Passage provided -

Terrible Twos: A period of a toddlers growth and development that is often characterized by defiant, temperamental, boundary testing behavior. The terrible twos often fall between a toddlers second and third birthday.

My response to any remarks in public these days is; ‘He’s Two‘. This often clears up any confusion one may have about my child hitting into me as I try so hard to lift him from the shopping center floor in any attempt to make it to the car. On reaching the car, if your two year old is anything like mine, you will feel as though you’ve ran a marathon.

If your child has just turned two you may be seeing glimpses of the terrible twos. If anyone thought the newborn stage was hard going, reality is, that stage was a walk in the park. Your toddlers second birthday often marks the start of the terrible twos, but don’t worry, this defiant behavior shouldn’t last much more than a year!

Why are Two Year Old’s Classed as Terrible?

Perhaps your child hasn’t reached two years old yet but your wondering why someone seemingly so innocent could be referred to as terrible. The period between a toddler’s second and third birthday is often referred to as the terrible twos. Now comes the why. While every child is different during this period the child is absorbing every little word, every little action and they are becoming more of a person. They can now vocalize their thoughts and unfortunately can physically demonstrate their thoughts as well. It is not uncommon for a two year old to throw tantrums and cry when testing the boundaries their parents or caregivers have put in place.

(Excerpts of labeled region data)

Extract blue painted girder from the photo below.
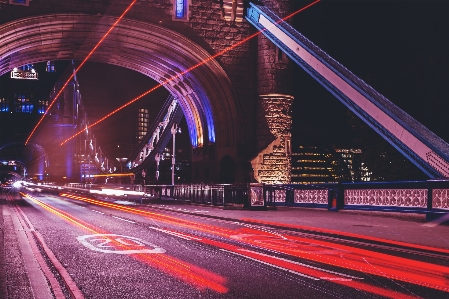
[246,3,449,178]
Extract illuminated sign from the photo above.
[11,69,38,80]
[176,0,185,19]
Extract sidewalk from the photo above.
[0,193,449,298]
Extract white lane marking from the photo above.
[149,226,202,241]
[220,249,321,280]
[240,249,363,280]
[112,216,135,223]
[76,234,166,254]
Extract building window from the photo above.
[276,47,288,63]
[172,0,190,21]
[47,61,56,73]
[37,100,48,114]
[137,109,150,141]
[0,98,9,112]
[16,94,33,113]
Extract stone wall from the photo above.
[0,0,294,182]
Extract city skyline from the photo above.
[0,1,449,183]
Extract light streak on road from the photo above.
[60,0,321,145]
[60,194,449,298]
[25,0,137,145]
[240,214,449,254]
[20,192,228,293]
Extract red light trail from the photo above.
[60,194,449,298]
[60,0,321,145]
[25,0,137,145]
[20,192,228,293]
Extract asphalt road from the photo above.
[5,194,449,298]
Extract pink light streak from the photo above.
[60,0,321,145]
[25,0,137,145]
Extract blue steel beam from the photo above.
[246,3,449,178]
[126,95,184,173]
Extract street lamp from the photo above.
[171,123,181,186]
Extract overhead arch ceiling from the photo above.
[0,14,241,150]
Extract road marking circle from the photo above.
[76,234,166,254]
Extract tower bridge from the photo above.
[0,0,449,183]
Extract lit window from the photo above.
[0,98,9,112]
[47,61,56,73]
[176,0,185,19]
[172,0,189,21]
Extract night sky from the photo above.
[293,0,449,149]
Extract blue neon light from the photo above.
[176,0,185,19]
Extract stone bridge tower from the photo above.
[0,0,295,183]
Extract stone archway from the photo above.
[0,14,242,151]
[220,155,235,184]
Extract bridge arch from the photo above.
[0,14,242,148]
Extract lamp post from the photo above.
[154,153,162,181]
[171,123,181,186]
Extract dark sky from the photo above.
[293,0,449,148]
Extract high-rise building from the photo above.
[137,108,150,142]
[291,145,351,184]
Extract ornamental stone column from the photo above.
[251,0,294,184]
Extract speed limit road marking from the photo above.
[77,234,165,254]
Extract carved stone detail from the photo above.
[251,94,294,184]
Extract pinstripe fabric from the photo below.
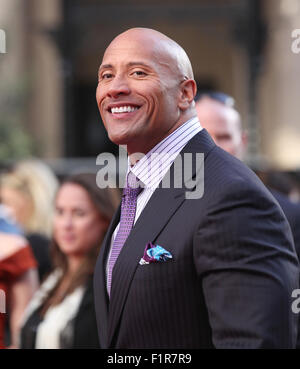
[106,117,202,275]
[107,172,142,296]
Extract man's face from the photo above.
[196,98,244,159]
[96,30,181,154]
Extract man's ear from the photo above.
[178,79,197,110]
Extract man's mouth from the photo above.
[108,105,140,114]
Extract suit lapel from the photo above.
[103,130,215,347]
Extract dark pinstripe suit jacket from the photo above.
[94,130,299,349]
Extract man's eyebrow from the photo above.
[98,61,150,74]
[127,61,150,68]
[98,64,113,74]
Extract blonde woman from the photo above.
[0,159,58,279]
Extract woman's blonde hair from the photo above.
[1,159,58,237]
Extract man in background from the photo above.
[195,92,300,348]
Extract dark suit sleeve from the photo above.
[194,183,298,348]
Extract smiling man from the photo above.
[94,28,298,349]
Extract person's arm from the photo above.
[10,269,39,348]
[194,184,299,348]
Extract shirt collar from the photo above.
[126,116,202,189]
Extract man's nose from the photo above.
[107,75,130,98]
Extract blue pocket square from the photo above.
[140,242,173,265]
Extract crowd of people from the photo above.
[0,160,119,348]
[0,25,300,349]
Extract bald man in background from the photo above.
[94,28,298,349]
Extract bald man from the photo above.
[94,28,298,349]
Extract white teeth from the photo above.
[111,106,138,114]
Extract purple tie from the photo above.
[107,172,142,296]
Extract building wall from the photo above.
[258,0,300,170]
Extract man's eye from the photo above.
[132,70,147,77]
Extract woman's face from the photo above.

Goal - According to the passage on the terrible twos, between which two birthdays does this period often fall?

Response for this exercise - Between a toddler's second and third birthday.